_Set task_: Reproduce verbatim the lines of the records below, beginning with the line containing "Put a dot on every instance of the sunglasses" and continuing through the line containing "<point>68,149</point>".

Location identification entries
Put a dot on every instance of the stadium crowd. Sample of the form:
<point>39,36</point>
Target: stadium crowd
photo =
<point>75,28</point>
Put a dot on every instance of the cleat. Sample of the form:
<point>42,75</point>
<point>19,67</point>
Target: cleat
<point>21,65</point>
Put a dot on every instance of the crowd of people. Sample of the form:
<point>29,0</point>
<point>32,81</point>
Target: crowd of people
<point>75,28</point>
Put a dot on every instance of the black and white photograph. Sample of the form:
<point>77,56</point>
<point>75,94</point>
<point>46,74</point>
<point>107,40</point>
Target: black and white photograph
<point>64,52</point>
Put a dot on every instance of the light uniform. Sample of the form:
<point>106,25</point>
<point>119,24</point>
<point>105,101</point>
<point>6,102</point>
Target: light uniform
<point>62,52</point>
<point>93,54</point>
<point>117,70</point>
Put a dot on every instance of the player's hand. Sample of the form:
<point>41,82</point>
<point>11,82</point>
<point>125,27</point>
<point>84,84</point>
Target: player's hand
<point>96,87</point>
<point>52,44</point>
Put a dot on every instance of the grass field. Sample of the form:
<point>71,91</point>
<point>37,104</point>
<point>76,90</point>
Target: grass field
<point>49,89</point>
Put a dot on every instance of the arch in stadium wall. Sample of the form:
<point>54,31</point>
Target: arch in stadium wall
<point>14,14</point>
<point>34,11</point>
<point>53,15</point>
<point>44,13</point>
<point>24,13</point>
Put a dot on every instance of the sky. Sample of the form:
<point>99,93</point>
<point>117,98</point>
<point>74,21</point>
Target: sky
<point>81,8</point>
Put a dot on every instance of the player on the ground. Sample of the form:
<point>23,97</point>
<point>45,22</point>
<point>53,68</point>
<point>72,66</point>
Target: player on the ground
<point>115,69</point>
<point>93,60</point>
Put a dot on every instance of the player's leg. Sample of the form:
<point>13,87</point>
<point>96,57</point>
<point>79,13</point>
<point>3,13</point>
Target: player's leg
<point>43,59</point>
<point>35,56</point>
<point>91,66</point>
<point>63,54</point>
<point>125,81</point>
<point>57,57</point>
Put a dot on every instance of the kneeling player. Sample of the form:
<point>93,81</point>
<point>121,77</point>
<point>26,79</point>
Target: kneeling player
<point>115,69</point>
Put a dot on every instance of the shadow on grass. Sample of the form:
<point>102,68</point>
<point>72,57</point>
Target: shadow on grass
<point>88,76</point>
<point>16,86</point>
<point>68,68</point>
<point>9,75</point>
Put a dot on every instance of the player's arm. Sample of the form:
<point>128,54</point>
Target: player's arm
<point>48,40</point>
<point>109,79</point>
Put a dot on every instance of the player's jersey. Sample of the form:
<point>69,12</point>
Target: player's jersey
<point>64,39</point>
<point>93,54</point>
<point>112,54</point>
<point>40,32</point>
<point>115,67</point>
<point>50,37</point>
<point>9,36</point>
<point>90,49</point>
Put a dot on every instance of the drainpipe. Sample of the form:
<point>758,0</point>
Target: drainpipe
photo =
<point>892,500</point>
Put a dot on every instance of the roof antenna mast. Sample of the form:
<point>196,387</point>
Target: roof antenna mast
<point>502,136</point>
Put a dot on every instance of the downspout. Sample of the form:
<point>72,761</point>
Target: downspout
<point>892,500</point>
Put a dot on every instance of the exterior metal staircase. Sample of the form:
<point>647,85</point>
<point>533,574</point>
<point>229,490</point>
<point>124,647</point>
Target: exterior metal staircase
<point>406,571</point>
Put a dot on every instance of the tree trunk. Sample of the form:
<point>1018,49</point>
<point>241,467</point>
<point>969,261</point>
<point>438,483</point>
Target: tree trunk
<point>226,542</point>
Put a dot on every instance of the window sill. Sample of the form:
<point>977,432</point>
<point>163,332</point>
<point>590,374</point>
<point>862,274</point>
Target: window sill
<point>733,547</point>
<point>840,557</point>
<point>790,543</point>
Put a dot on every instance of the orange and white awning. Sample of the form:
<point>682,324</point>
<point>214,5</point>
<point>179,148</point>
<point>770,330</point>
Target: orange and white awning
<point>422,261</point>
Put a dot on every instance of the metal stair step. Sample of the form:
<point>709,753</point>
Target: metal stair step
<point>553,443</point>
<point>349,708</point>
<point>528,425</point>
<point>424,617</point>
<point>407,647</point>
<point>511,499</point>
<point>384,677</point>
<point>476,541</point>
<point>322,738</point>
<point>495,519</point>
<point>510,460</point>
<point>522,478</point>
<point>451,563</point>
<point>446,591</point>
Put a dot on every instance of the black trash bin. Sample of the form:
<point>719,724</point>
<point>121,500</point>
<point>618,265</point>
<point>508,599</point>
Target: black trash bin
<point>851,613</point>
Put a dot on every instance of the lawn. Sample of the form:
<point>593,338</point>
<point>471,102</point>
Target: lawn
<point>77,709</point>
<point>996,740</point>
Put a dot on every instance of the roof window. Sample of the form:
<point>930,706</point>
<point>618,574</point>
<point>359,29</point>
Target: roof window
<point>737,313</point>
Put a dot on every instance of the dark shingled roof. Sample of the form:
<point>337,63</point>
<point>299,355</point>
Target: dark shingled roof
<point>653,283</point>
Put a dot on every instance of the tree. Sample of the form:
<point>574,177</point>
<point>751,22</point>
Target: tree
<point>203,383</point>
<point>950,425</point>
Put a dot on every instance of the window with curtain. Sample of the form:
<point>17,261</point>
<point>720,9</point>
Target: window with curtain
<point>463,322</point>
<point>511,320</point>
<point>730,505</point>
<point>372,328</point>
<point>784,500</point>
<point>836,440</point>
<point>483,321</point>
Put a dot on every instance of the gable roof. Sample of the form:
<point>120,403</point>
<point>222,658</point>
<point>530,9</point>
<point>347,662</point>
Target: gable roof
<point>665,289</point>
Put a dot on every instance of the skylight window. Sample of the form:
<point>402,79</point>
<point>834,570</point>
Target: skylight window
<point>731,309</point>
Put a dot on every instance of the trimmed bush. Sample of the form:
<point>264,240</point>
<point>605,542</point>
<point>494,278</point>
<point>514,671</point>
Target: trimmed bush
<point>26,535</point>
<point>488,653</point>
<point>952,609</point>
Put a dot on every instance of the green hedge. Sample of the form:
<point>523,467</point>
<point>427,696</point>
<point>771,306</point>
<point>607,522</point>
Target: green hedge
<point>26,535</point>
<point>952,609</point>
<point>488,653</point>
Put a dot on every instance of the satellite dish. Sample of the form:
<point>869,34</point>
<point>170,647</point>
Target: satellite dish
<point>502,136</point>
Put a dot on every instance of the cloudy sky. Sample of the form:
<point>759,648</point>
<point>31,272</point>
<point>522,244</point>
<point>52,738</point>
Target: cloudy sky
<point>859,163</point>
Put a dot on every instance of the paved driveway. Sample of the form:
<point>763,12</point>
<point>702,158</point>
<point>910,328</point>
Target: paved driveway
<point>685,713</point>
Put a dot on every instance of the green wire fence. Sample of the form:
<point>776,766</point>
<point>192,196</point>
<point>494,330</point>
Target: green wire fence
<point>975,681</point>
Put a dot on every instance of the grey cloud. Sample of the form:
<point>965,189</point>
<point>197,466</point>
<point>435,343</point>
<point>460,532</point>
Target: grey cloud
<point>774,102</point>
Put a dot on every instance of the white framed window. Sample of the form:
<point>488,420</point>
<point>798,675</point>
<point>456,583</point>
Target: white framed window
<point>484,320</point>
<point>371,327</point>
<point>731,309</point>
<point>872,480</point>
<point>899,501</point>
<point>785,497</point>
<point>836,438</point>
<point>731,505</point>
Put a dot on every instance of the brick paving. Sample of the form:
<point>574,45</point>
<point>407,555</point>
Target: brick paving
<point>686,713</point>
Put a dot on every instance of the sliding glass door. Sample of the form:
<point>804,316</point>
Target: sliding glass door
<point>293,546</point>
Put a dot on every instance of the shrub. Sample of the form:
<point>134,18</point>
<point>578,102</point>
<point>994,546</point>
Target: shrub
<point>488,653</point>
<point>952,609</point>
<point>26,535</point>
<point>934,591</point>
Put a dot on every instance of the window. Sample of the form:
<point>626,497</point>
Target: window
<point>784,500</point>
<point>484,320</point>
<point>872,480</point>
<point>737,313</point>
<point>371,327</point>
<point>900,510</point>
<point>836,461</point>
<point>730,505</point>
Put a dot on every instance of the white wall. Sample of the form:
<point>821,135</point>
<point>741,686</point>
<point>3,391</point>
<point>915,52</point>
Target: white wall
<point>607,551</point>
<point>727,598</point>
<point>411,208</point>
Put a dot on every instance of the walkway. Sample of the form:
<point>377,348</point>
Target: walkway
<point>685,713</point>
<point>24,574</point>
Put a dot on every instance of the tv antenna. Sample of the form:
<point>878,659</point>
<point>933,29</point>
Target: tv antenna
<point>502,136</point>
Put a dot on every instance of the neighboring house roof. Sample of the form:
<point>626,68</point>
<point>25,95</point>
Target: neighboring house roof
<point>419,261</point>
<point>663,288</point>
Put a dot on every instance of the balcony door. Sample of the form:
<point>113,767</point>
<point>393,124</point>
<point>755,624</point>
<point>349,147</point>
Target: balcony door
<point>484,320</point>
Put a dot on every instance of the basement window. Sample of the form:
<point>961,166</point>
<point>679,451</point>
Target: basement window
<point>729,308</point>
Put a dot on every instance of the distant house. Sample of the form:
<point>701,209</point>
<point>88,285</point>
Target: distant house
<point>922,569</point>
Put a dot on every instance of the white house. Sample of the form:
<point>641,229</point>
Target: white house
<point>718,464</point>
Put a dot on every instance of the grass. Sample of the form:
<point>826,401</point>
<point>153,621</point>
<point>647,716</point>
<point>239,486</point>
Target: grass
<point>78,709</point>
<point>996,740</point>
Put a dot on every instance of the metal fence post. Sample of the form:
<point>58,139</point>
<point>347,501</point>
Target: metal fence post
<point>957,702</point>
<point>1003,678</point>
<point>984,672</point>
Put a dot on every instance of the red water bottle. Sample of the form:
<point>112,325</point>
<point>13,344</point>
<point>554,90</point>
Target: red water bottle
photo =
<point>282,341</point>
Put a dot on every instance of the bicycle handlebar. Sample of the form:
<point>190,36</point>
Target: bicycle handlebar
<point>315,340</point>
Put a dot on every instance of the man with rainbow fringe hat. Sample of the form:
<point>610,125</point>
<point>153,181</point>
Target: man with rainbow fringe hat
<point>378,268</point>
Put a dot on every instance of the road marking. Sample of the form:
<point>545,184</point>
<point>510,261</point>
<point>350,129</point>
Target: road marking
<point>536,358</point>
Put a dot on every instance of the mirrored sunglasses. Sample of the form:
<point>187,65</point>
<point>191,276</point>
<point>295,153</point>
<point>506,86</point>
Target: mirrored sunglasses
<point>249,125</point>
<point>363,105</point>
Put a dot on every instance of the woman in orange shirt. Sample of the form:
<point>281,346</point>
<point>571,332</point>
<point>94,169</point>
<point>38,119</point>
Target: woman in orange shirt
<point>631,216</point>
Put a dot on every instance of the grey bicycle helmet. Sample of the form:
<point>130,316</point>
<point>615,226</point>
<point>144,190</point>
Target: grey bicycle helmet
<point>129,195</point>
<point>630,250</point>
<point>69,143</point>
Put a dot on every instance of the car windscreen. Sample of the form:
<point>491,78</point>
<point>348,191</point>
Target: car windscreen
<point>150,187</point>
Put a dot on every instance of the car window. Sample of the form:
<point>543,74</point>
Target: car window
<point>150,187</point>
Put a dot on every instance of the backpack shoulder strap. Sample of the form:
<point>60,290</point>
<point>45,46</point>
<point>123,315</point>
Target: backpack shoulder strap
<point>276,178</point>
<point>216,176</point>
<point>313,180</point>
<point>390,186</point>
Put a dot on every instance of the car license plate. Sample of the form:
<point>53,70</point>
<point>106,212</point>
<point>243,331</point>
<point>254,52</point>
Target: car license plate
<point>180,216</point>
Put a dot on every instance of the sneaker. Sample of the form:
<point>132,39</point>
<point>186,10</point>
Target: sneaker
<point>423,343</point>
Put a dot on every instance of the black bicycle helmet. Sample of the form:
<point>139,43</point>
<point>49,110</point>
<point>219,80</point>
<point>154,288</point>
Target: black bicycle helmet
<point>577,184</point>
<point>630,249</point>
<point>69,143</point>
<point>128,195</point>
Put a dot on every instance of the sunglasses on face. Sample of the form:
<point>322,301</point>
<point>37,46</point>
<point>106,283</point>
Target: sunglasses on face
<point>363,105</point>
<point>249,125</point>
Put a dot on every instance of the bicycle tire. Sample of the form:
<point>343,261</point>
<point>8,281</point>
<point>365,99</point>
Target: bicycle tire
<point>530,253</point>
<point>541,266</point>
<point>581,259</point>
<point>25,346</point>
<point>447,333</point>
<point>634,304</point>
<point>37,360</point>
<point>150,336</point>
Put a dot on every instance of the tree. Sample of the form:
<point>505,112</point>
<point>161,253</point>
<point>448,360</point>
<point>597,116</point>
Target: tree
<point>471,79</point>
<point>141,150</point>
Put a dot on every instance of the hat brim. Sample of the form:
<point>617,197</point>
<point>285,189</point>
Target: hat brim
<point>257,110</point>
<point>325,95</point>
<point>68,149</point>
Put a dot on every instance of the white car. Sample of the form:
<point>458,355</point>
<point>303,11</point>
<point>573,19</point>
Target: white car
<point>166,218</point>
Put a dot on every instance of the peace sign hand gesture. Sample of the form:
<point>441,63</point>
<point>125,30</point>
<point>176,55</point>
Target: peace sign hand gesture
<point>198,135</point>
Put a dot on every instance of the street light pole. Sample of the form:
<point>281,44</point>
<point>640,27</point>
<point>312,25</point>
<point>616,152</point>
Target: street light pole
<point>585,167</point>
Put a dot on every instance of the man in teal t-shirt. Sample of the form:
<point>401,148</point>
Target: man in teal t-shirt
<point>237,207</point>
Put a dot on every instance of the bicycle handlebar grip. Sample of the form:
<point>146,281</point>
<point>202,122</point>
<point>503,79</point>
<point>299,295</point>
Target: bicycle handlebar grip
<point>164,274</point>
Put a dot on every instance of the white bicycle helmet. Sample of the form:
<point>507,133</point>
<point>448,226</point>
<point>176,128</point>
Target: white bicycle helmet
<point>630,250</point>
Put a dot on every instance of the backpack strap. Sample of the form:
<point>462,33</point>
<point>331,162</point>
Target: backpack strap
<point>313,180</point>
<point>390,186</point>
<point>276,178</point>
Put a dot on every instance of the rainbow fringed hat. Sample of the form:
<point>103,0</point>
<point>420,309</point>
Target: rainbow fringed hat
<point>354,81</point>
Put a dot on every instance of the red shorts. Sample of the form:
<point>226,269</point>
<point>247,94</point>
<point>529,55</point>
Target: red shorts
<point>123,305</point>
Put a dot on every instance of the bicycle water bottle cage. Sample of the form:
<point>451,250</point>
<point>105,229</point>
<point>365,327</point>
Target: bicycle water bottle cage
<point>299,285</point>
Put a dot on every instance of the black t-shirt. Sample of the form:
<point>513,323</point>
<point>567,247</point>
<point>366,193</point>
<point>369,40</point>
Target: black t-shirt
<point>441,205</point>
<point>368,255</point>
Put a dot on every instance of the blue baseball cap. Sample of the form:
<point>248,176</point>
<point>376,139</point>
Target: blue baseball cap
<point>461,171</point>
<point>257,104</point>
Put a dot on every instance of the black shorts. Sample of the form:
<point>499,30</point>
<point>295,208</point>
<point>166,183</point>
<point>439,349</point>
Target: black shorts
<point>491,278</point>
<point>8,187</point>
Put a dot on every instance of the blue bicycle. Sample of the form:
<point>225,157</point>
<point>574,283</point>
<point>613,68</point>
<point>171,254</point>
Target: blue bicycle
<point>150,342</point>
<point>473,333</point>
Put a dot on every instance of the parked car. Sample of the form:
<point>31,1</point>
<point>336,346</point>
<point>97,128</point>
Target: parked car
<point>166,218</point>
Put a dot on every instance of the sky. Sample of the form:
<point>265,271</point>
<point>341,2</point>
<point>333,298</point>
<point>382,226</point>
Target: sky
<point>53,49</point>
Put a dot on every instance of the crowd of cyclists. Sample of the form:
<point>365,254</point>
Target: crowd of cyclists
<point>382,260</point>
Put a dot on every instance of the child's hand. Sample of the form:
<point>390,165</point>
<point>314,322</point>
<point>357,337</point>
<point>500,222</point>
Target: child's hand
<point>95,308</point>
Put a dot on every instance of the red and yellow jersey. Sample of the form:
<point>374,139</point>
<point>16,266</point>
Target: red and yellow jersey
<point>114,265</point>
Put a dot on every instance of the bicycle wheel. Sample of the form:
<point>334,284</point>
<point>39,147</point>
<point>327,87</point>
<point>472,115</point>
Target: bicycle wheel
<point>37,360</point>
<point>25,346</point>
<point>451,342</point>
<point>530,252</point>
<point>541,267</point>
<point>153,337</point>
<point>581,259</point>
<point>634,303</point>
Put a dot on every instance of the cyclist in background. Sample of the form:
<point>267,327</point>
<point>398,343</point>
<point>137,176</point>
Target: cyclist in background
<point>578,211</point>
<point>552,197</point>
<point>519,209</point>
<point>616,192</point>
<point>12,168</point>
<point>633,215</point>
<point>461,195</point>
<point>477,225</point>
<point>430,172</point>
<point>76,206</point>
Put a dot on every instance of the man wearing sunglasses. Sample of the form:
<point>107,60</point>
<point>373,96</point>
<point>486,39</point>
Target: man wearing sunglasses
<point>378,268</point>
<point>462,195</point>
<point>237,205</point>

_Expected answer_:
Put a dot on every instance of the sunglasses on face. Sample of the form:
<point>322,301</point>
<point>37,46</point>
<point>106,283</point>
Target: sunglasses on face
<point>363,105</point>
<point>249,125</point>
Put a dot on every instance of the bicycle tire. Sample of the form:
<point>343,261</point>
<point>8,281</point>
<point>365,99</point>
Target: bicycle tire
<point>530,253</point>
<point>541,266</point>
<point>581,259</point>
<point>25,346</point>
<point>447,333</point>
<point>634,304</point>
<point>37,360</point>
<point>150,336</point>
Put a dot on every instance of the tree. Sample of the form:
<point>505,112</point>
<point>161,253</point>
<point>448,360</point>
<point>597,116</point>
Target: tree
<point>471,79</point>
<point>141,150</point>
Put a dot on every instance of the hat brim. Sample of the form:
<point>617,197</point>
<point>285,189</point>
Target: hat brim
<point>257,110</point>
<point>325,95</point>
<point>68,149</point>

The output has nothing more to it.